Location identification entries:
....
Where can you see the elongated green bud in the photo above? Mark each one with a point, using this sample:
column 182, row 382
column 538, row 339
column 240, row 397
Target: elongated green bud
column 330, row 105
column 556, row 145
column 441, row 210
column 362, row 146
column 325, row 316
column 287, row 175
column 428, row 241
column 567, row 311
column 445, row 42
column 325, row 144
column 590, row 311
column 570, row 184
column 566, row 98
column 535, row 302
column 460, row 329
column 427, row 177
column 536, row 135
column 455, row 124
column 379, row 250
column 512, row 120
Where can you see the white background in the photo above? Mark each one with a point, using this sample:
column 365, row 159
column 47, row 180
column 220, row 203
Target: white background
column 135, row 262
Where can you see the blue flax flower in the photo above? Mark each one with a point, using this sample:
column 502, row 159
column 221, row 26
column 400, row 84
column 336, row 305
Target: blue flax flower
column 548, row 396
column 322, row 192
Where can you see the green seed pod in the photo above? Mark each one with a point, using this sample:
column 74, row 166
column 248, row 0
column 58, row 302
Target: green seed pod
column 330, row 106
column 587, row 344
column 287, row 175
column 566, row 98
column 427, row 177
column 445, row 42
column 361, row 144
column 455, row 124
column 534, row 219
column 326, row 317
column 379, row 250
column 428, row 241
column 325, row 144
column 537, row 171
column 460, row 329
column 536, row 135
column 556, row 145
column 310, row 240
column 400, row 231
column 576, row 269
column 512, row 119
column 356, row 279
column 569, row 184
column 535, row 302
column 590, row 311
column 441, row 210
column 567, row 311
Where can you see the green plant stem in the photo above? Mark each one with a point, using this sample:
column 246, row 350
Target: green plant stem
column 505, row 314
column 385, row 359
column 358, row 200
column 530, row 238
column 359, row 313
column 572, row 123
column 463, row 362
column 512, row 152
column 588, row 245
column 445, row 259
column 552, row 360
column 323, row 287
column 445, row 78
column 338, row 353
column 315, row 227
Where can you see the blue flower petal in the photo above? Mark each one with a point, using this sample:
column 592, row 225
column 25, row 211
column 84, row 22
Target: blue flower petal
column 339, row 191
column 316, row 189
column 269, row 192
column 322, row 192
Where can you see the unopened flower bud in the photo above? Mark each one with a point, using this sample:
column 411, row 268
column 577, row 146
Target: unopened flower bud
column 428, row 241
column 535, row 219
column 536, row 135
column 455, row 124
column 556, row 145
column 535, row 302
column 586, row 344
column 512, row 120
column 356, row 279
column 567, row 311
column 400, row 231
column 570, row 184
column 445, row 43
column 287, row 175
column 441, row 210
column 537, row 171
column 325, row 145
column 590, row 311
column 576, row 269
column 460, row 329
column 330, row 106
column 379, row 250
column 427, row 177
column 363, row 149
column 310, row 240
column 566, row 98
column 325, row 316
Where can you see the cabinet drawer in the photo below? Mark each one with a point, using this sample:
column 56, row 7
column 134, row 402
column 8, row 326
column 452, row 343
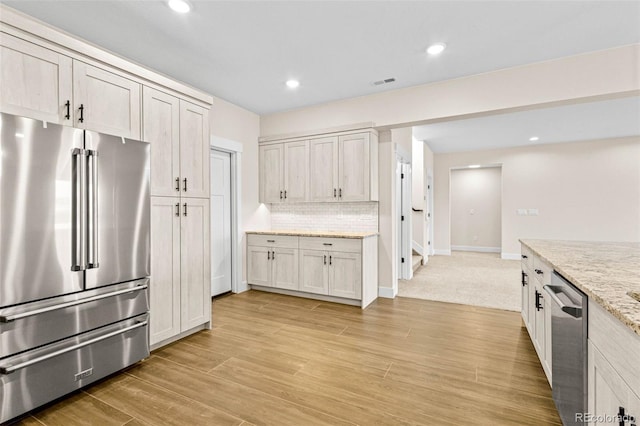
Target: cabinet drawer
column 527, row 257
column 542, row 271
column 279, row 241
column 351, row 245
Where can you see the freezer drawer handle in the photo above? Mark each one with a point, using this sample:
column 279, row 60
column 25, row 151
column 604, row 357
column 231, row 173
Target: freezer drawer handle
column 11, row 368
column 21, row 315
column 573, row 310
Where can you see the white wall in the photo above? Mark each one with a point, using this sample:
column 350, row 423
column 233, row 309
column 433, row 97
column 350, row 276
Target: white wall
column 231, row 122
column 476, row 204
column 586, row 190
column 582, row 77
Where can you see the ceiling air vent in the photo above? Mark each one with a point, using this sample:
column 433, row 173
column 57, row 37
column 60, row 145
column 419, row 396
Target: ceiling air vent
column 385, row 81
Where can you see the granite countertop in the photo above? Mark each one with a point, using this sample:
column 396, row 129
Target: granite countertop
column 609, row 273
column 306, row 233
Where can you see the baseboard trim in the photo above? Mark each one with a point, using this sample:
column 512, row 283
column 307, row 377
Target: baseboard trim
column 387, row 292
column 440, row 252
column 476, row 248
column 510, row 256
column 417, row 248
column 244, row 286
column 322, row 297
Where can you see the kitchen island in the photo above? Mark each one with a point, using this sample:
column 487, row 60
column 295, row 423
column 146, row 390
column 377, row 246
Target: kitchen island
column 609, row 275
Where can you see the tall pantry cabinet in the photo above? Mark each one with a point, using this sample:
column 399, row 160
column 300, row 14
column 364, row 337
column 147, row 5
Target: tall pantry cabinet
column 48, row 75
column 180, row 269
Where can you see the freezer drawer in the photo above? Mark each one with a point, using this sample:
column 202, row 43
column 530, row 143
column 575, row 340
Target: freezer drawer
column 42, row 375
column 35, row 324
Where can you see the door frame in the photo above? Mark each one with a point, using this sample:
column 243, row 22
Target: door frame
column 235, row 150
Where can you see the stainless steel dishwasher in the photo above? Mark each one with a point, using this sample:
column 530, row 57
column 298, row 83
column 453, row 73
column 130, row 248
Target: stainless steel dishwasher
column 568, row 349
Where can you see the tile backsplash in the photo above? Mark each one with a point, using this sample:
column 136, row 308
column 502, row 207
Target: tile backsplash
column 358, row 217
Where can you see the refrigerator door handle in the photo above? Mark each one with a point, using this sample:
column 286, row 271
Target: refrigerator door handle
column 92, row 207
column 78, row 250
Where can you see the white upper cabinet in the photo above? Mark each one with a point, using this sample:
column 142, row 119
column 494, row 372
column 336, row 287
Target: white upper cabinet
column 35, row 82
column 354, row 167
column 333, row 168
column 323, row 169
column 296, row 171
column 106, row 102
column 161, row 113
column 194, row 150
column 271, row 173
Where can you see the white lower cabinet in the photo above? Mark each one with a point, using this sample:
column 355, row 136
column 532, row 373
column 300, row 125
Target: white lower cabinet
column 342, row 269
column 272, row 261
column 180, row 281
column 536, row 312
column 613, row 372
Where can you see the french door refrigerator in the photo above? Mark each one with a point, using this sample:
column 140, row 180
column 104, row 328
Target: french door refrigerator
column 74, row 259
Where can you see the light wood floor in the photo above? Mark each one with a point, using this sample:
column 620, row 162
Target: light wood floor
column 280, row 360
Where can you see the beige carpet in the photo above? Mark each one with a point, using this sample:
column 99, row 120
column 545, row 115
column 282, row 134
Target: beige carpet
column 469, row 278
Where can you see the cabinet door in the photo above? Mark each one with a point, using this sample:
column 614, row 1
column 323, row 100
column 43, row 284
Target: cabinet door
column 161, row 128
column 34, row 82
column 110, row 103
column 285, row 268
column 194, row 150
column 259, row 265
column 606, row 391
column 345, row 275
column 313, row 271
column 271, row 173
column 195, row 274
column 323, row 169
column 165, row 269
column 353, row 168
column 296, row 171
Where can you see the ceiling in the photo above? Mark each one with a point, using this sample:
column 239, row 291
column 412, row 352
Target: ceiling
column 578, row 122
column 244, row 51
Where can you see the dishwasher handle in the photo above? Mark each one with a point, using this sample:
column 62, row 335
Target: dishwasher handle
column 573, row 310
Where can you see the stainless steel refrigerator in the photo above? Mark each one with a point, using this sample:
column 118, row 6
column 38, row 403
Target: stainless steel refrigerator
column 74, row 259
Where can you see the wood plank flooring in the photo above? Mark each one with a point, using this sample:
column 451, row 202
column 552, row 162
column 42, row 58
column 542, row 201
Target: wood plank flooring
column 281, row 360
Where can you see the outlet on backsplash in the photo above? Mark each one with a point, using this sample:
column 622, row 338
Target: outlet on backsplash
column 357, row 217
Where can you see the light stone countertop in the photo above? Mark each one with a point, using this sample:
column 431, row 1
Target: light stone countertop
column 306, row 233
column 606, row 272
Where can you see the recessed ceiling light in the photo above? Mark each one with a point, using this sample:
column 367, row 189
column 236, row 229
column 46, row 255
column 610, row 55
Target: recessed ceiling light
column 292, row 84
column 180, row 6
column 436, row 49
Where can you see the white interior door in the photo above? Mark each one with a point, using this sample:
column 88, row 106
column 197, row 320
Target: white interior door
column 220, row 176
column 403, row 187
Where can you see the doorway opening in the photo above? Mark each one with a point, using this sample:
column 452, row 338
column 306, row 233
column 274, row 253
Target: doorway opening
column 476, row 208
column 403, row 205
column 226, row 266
....
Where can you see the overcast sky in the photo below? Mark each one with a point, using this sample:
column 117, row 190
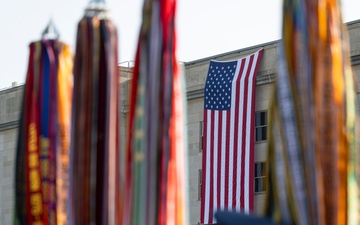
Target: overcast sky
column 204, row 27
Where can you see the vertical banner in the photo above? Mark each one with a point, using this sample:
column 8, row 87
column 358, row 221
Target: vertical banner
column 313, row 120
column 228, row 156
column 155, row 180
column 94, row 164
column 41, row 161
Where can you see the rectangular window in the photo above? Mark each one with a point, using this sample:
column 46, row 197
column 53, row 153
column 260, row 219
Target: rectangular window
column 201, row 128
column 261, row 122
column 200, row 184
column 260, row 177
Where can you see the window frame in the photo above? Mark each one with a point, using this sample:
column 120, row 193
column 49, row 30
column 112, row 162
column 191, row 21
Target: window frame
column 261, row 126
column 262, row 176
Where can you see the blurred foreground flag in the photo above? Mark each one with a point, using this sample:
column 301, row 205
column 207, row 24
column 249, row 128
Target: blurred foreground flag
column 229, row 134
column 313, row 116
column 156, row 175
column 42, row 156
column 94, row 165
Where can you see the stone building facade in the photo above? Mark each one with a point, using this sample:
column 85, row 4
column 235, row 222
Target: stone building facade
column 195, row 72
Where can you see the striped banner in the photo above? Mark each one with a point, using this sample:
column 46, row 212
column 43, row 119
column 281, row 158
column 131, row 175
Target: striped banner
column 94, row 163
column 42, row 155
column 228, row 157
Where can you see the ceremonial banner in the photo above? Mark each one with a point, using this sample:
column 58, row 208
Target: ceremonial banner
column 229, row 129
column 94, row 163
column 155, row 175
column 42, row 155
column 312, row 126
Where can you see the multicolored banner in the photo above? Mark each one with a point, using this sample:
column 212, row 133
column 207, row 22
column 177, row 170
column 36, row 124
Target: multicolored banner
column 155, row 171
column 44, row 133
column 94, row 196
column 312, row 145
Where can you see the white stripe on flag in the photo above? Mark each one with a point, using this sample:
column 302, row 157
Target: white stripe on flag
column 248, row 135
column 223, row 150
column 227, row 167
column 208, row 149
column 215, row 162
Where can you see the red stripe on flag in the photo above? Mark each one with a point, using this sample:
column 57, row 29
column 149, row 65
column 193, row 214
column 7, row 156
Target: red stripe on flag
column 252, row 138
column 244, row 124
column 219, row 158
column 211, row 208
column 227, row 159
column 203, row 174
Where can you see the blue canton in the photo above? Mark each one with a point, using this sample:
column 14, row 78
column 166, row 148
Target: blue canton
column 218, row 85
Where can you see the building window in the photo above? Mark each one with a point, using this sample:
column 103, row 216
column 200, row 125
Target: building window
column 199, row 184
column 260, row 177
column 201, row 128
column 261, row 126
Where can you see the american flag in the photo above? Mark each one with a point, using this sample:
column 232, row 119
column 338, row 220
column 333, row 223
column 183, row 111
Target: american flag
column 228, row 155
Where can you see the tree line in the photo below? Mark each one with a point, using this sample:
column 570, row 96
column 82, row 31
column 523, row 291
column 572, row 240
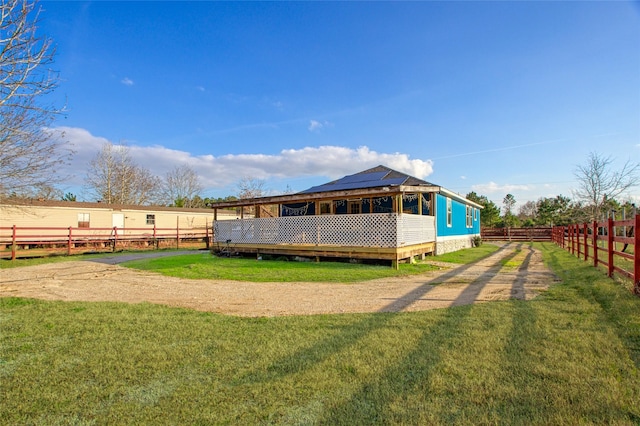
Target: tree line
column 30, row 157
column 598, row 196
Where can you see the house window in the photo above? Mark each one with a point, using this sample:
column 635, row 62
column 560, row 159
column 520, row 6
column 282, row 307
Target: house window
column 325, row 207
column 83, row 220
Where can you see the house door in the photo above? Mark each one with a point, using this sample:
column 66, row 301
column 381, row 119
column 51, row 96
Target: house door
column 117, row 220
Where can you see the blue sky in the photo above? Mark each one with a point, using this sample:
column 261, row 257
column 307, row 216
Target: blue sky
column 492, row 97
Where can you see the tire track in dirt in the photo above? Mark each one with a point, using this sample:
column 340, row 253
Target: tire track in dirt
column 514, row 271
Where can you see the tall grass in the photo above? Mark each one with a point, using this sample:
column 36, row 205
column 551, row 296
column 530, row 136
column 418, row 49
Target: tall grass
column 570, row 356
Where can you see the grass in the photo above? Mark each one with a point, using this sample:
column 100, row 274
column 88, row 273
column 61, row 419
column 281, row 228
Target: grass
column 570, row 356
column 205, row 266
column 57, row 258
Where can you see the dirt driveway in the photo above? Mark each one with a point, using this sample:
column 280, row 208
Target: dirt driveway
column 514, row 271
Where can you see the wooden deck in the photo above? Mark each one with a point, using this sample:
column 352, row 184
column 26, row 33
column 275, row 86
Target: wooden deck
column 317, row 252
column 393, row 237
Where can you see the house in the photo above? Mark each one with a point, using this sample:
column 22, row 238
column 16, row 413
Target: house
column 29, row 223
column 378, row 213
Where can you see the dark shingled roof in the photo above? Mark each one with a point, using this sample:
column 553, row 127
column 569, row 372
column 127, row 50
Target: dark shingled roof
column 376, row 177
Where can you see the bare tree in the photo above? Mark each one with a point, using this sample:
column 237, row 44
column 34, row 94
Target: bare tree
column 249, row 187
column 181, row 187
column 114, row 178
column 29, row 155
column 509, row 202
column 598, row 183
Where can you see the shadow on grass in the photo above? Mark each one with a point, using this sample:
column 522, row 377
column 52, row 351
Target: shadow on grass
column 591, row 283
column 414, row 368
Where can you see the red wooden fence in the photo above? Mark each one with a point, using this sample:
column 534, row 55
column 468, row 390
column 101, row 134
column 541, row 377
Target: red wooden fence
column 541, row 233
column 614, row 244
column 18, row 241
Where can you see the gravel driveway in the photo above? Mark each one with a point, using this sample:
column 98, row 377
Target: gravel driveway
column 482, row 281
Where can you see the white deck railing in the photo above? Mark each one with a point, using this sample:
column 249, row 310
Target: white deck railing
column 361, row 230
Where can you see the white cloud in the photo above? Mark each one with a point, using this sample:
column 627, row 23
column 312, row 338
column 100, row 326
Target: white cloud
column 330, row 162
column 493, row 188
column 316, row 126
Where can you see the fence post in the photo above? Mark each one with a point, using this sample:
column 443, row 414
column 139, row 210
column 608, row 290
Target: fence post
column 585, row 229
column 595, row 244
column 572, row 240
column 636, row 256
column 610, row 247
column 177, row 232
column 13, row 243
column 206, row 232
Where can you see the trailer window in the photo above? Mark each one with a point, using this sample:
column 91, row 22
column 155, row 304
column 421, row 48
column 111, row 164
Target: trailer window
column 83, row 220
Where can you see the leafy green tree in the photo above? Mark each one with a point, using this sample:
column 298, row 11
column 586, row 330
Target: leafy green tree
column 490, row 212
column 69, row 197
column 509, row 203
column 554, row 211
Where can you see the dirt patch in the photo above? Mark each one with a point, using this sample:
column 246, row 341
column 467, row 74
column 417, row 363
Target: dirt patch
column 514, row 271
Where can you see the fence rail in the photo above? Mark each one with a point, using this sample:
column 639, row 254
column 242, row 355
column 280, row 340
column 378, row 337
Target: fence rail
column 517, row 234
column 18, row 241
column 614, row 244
....
Exercise goal: Write out again, unchanged, the stretch of the material above from the line containing "Where can you see the multicolored" through the line containing "column 94, row 196".

Task output:
Where can you see the multicolored banner in the photo above? Mark each one with a point, using this sample:
column 212, row 133
column 207, row 22
column 177, row 170
column 36, row 124
Target: multicolored banner
column 155, row 171
column 44, row 133
column 94, row 196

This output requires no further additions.